AI inference provider performance inconsistencies

Soon after the OpenAI gpt-oss release, the community noticed stark inconsistencies in performance across inference providers - particularly with AWS Bedrock which sometimes produced inconsistent outputs that were not present with other providers. Artificial Intelligence quantified underperformance analysis reported results of gpt-oss-120b via AWS Bedrock on the GPQA Diamond @16 benchmark at -6.3 pp, on AIME 2025 @32 at -10% (together with Google Vertex AI) and on IFBench @16 at -4.9% versus the leading providers - with the #1 spot claimed by a different provider for each of the benchmarks. (Higher accuracies are now being reported).

My report about gpt-oss-20b security evaluations finds a difference of sometimes 10 pp or more between an Nvidia RTX 5090 + Hugging Face Transformers and an Nvidia H100 + vLLM inference stack. Early pilot testing using OpenRouter showed inconsistencies as well.

Such differences are receiving more attention now, with numbers reported for DeepSeek V3.1 Terminus Non-reasoning (up to -19.08 pp “Similarity compared to the official Implementation”) and Moonshot Kimi K2 (with up to -38.45 pp similarity). Anthropic had previously reported intermittently degraded responses partially stemming from the share of requests served from Google TPU hardware, rather than from AWS Trainium or Nvidia GPUs.

## Dataset entries
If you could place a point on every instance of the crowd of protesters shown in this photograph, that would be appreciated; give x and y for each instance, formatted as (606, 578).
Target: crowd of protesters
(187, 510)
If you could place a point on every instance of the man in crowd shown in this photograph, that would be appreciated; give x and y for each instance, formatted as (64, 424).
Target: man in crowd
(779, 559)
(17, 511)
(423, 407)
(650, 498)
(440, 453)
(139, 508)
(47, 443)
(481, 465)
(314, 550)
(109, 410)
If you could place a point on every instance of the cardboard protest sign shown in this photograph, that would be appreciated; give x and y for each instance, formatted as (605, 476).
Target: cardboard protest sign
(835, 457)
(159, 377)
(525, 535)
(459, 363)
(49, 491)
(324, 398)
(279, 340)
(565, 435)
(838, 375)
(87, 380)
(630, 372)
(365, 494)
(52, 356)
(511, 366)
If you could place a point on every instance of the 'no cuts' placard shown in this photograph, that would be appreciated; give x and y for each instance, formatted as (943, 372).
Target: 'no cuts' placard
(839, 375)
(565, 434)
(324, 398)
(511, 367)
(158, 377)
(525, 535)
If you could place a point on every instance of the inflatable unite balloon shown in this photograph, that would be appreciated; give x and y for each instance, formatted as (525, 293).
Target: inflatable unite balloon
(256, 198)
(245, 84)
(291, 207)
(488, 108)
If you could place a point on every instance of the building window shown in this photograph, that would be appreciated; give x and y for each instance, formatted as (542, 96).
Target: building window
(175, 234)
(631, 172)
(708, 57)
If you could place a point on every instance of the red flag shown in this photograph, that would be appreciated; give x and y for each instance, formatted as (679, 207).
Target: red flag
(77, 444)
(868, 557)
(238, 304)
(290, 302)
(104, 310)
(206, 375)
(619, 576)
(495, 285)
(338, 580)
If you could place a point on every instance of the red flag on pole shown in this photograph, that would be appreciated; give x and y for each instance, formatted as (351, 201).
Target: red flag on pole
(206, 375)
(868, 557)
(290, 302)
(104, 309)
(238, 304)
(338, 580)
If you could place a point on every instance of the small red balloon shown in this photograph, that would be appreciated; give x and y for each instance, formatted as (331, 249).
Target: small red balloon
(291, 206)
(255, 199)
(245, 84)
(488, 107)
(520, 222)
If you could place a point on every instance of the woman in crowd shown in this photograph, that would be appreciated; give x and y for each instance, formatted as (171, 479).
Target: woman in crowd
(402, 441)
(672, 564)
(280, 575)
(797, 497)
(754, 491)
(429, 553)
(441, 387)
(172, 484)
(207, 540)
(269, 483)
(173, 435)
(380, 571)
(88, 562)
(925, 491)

## WHAT THE EXERCISE ASKS
In the source text on inference provider inconsistencies, how far behind the leading providers was gpt-oss-120b via AWS Bedrock on GPQA Diamond @16? Please answer in one short sentence.

## OUTPUT OF THE TASK
It trailed the leading providers by 6.3 pp.